Reproduce the material between the lines holding "road surface --vertices=whole-pixels" and "[[[357,616],[226,599],[0,699],[0,949],[828,947]]]", inclusive, but multiply every mask coordinate by 0.45 and round it to a whole number, with halves rounded up. Keep all other lines as they are, but leave the picture out.

[Items listed in a dataset]
■ ■ ■ ■ ■ ■ ■

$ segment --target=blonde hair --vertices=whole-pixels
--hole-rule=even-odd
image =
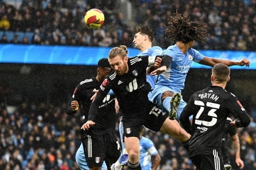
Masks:
[[[119,47],[114,47],[109,53],[109,58],[112,59],[117,55],[119,55],[124,58],[128,54],[128,50],[125,46],[121,45]]]
[[[230,69],[223,64],[216,64],[213,66],[212,70],[216,80],[219,82],[226,81],[230,74]]]

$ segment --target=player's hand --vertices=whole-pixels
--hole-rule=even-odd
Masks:
[[[250,66],[250,61],[244,58],[240,61],[238,62],[237,65],[240,66],[243,66],[245,65],[246,67],[249,67],[249,66]]]
[[[74,100],[71,102],[70,104],[71,108],[72,108],[72,110],[73,111],[77,111],[78,108],[79,108],[79,104],[78,104],[78,102],[76,100]]]
[[[91,120],[88,120],[85,124],[83,125],[81,127],[81,129],[83,129],[84,131],[88,130],[92,126],[95,124],[95,123]]]
[[[150,73],[156,69],[156,68],[154,66],[151,66],[150,67],[147,68],[147,75],[150,75]]]
[[[239,167],[240,169],[242,169],[244,168],[244,162],[240,158],[236,159],[236,163],[237,163],[237,165]]]
[[[157,74],[160,74],[166,71],[167,69],[167,68],[166,67],[166,66],[162,66],[160,68],[156,69],[154,71],[151,72],[150,73],[150,75],[155,75]]]
[[[161,66],[161,64],[162,64],[162,58],[160,57],[157,57],[156,61],[155,61],[154,64],[154,67],[157,68],[159,68]]]
[[[96,90],[95,88],[94,89],[94,90],[93,90],[93,92],[95,93],[94,95],[93,95],[93,96],[91,97],[91,98],[90,99],[91,100],[92,100],[93,101],[94,101],[94,99],[96,97],[96,96],[97,95],[97,94],[98,94],[98,92],[99,92],[99,90]]]

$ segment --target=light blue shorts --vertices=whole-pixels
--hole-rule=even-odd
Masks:
[[[85,156],[84,155],[84,147],[82,143],[75,154],[75,161],[78,166],[81,169],[89,170],[89,167],[87,165],[87,162],[85,159]],[[101,167],[101,170],[106,170],[107,168],[106,163],[105,161],[103,162]]]
[[[161,98],[163,94],[166,91],[170,91],[174,93],[176,93],[177,92],[176,91],[177,90],[174,90],[166,86],[156,85],[155,86],[155,88],[151,92],[151,93],[149,94],[148,98],[154,104],[156,104],[157,106],[160,108],[161,108],[162,110],[163,109],[164,109],[164,108],[163,108]],[[183,111],[183,108],[184,108],[186,105],[187,103],[183,100],[183,98],[182,98],[177,115],[177,119],[179,118],[180,116]],[[191,119],[193,116],[191,116],[190,117],[189,117],[189,118]]]

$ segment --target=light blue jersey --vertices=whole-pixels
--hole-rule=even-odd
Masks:
[[[170,56],[172,60],[171,67],[159,75],[156,85],[169,87],[173,89],[173,92],[180,93],[184,88],[186,77],[192,62],[198,63],[204,57],[192,48],[184,54],[176,45],[164,50],[162,55]]]
[[[140,163],[142,170],[151,170],[152,167],[151,156],[158,153],[153,142],[142,136],[140,140]]]
[[[154,46],[150,48],[144,50],[137,56],[145,56],[149,55],[150,56],[155,56],[156,55],[161,55],[162,51],[163,50],[161,47],[158,46]],[[147,75],[147,82],[148,82],[151,86],[151,89],[153,89],[155,87],[155,85],[157,78],[157,75],[153,76],[150,75]]]

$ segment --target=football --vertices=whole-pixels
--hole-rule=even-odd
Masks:
[[[88,27],[93,29],[100,27],[104,22],[104,14],[100,10],[92,9],[88,11],[84,16],[84,21]]]

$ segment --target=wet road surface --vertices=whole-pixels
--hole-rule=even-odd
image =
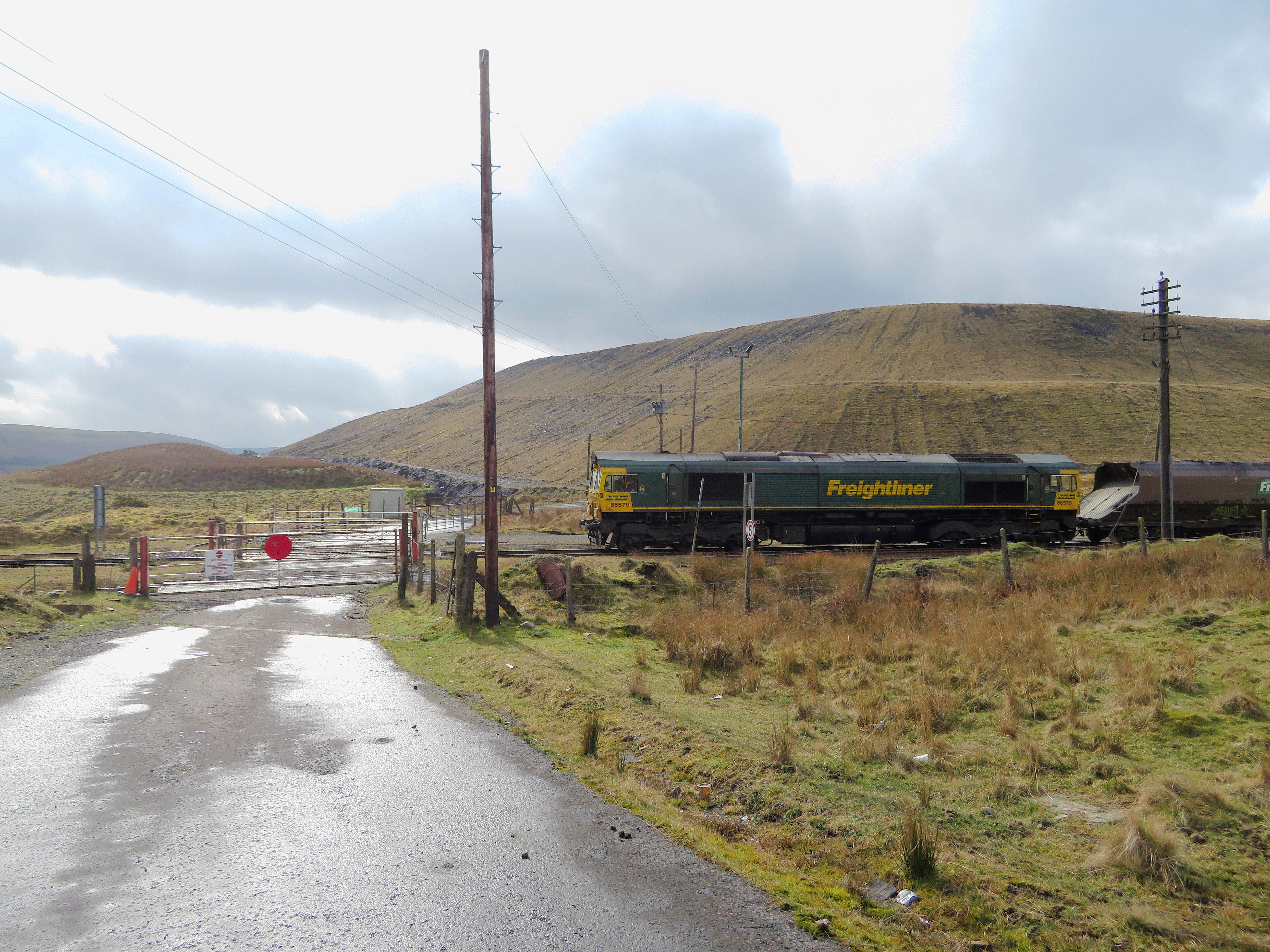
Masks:
[[[357,616],[226,599],[0,699],[0,949],[828,947]]]

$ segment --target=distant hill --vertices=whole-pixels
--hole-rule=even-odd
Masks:
[[[133,490],[328,489],[403,485],[403,480],[361,466],[316,459],[230,456],[190,443],[152,443],[112,449],[23,473],[23,482],[46,486]]]
[[[1270,458],[1270,321],[1180,317],[1173,452]],[[578,482],[587,434],[605,449],[657,449],[650,401],[669,402],[665,444],[690,423],[697,449],[1062,452],[1085,463],[1154,453],[1156,345],[1128,311],[1054,305],[904,305],[757,324],[547,357],[498,374],[499,472]],[[366,456],[479,472],[480,383],[349,420],[286,456]],[[688,446],[688,430],[683,430]]]
[[[192,443],[210,447],[201,439],[174,437],[170,433],[133,433],[131,430],[70,430],[60,426],[27,426],[0,423],[0,472],[56,466],[90,453],[140,447],[146,443]]]

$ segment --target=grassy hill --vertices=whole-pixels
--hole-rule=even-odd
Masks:
[[[1177,457],[1270,458],[1270,321],[1181,317],[1173,350]],[[667,448],[690,421],[697,449],[1063,452],[1085,463],[1154,452],[1156,345],[1140,314],[1053,305],[903,305],[836,311],[517,364],[498,374],[499,470],[580,481],[587,434],[655,449],[650,401],[665,390]],[[480,383],[386,410],[277,451],[361,454],[478,472]],[[685,430],[687,448],[687,430]]]
[[[334,486],[404,485],[377,470],[338,466],[316,459],[230,456],[189,443],[154,443],[75,459],[19,473],[22,482],[44,486],[103,484],[131,490],[326,489]]]
[[[210,447],[201,439],[174,437],[170,433],[135,433],[112,430],[71,430],[61,426],[27,426],[0,423],[0,472],[56,466],[90,453],[140,447],[146,443],[192,443]]]

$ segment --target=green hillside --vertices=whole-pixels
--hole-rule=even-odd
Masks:
[[[1173,447],[1187,458],[1270,458],[1270,322],[1180,319]],[[697,449],[735,449],[737,360],[745,448],[837,452],[1063,452],[1083,463],[1154,452],[1156,345],[1147,319],[1053,305],[903,305],[836,311],[517,364],[498,374],[499,470],[580,481],[596,447],[667,448],[688,424],[700,367]],[[480,383],[385,410],[277,451],[370,456],[478,472]],[[687,430],[685,430],[687,448]]]

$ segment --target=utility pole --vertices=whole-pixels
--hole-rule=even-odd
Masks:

■ ■ ■ ■ ■ ■ ■

## Solved exercise:
$ segment --target=wet road surface --vertices=whole-pixels
--hole-rule=even-odd
image =
Masks:
[[[161,277],[102,270],[0,315],[0,427],[373,426]]]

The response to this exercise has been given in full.